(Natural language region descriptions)

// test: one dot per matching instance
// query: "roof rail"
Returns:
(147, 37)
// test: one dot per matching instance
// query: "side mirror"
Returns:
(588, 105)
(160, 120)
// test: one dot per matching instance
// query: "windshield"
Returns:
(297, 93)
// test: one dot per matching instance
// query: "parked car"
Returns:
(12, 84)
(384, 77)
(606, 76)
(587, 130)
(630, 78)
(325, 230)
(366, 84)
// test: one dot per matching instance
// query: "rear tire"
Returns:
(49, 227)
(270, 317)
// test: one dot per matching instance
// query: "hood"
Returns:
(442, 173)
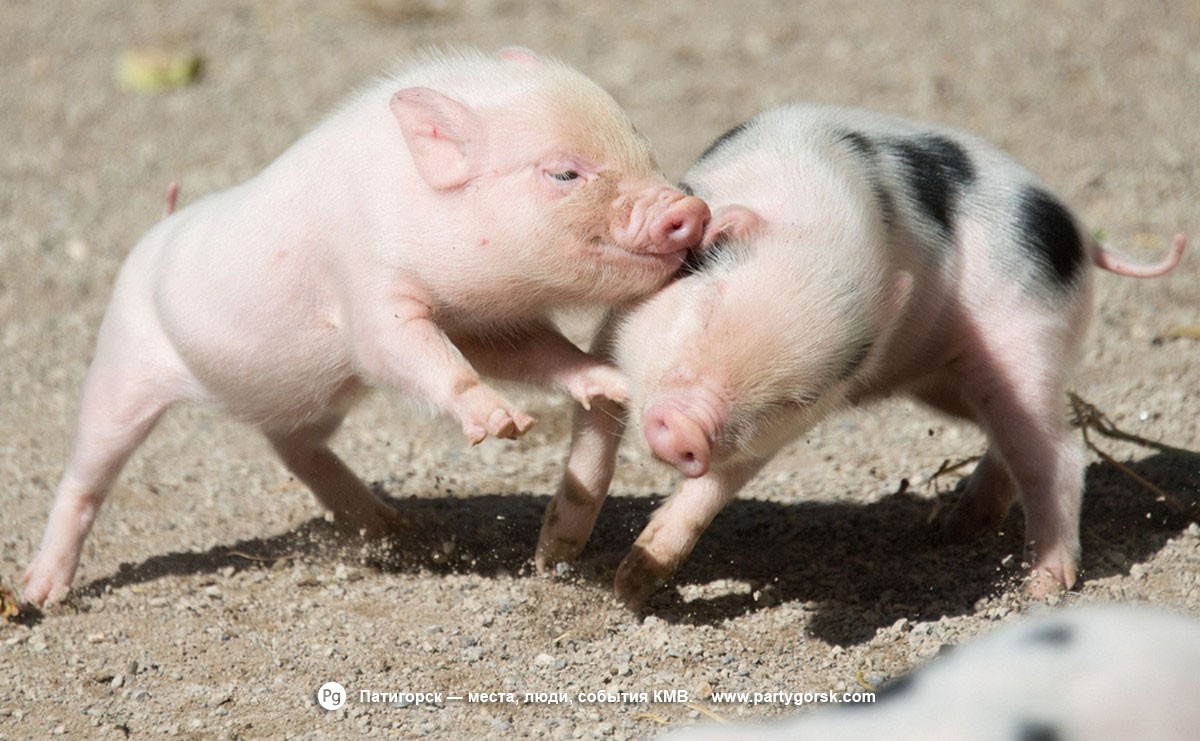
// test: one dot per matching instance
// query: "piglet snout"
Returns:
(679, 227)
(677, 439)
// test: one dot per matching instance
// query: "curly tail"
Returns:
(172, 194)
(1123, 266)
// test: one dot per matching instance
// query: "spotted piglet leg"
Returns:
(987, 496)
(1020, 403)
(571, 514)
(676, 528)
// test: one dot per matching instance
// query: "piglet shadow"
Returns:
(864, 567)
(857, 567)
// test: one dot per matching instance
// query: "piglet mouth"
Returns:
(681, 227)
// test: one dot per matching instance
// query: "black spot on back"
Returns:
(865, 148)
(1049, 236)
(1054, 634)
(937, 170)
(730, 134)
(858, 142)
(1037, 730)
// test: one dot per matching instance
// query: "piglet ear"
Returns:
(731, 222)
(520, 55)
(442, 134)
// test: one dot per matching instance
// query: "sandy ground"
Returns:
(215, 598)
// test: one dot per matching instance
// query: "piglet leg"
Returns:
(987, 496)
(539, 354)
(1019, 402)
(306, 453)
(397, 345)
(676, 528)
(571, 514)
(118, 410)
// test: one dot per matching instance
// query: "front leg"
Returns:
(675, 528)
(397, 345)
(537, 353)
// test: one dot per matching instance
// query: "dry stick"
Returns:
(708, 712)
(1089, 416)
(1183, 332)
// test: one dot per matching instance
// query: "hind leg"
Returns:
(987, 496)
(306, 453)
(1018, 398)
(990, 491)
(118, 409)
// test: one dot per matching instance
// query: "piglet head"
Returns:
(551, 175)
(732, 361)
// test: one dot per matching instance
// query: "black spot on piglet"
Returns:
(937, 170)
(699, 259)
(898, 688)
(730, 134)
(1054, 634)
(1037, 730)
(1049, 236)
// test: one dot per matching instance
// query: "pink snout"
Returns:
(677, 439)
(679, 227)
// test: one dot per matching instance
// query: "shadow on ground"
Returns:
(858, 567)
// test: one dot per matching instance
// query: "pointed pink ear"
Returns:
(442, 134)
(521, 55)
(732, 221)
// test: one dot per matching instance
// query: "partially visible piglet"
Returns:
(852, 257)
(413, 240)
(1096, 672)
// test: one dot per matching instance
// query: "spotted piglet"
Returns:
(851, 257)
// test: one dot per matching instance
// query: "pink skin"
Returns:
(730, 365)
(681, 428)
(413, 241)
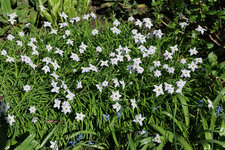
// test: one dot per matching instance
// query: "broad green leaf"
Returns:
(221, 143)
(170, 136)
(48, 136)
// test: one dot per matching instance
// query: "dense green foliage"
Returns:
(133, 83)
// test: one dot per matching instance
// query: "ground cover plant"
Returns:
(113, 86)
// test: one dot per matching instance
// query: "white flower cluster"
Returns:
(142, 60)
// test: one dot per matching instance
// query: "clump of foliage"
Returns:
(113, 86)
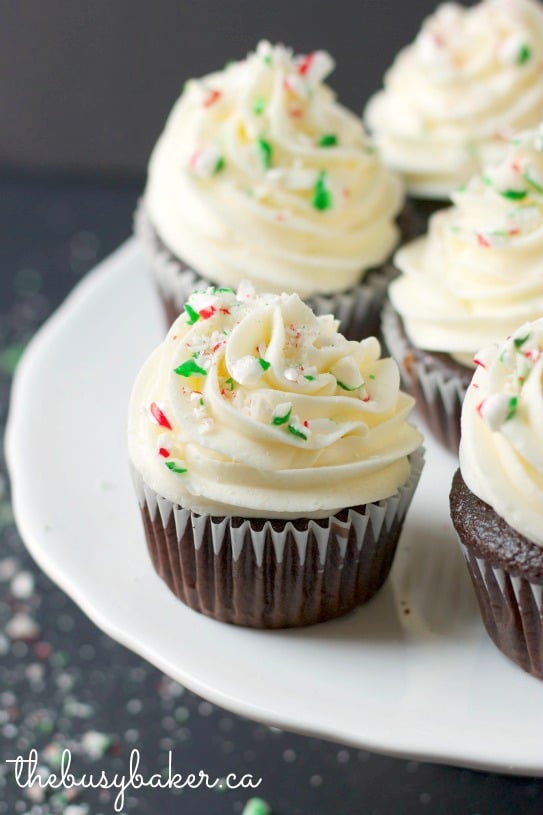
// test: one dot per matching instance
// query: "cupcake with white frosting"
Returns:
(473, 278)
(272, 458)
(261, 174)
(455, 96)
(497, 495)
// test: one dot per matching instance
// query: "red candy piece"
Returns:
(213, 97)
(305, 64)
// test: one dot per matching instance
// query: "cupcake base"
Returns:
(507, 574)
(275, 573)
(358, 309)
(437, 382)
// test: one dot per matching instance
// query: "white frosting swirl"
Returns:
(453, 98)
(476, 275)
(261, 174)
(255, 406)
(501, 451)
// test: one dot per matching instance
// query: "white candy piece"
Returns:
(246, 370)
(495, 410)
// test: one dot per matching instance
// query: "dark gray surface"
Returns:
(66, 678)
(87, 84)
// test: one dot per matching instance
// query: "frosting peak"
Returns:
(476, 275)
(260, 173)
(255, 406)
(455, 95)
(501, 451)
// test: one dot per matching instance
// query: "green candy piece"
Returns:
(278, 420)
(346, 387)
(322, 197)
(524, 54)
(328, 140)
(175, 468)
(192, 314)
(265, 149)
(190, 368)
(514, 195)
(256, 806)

==

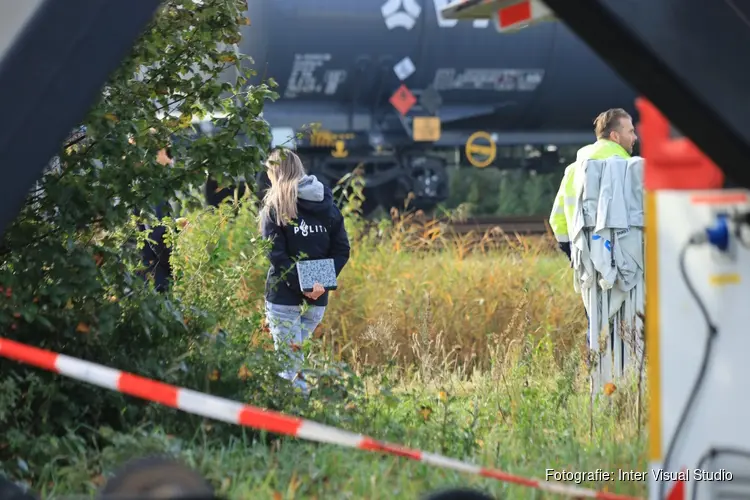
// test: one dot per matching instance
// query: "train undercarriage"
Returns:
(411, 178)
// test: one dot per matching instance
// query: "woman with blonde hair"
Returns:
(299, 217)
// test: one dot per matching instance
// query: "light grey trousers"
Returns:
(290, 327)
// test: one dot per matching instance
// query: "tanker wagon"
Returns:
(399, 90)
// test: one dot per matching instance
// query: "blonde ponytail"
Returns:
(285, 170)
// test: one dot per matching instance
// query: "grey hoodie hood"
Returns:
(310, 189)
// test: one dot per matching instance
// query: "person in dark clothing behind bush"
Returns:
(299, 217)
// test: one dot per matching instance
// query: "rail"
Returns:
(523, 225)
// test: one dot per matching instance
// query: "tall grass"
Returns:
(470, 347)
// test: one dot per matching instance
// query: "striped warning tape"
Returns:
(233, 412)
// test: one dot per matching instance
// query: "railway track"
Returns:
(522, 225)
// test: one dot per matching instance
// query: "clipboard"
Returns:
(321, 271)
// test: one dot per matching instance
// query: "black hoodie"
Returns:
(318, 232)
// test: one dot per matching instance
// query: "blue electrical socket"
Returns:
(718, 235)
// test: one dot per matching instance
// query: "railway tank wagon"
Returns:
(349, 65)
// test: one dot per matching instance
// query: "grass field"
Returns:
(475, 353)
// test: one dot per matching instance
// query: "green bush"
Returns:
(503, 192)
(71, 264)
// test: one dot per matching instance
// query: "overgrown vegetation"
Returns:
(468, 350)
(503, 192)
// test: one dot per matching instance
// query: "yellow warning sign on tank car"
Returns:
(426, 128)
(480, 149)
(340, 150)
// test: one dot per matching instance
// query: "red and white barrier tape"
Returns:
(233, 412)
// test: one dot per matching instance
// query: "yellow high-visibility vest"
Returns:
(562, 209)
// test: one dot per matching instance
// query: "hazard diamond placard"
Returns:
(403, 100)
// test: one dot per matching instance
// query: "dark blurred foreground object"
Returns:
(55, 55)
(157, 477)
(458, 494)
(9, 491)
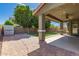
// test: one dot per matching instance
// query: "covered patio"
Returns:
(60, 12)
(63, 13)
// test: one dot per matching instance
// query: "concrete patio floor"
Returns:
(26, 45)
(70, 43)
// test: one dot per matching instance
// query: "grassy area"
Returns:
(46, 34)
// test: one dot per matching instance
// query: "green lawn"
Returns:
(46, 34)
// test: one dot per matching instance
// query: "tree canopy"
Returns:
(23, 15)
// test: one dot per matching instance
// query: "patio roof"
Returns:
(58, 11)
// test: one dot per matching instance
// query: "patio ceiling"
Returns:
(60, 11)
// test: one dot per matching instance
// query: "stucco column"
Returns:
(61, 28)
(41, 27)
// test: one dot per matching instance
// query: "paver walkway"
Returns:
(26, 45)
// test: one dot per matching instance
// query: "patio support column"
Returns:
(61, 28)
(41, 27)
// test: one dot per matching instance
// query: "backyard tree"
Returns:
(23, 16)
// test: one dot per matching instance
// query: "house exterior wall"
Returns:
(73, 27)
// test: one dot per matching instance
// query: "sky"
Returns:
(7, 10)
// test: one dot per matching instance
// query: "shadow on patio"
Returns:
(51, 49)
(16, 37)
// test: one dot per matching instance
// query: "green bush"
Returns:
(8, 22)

Exercise goal » Please give the number of lines in the data above that include the string "grey", and nothing else.

Answer box » 2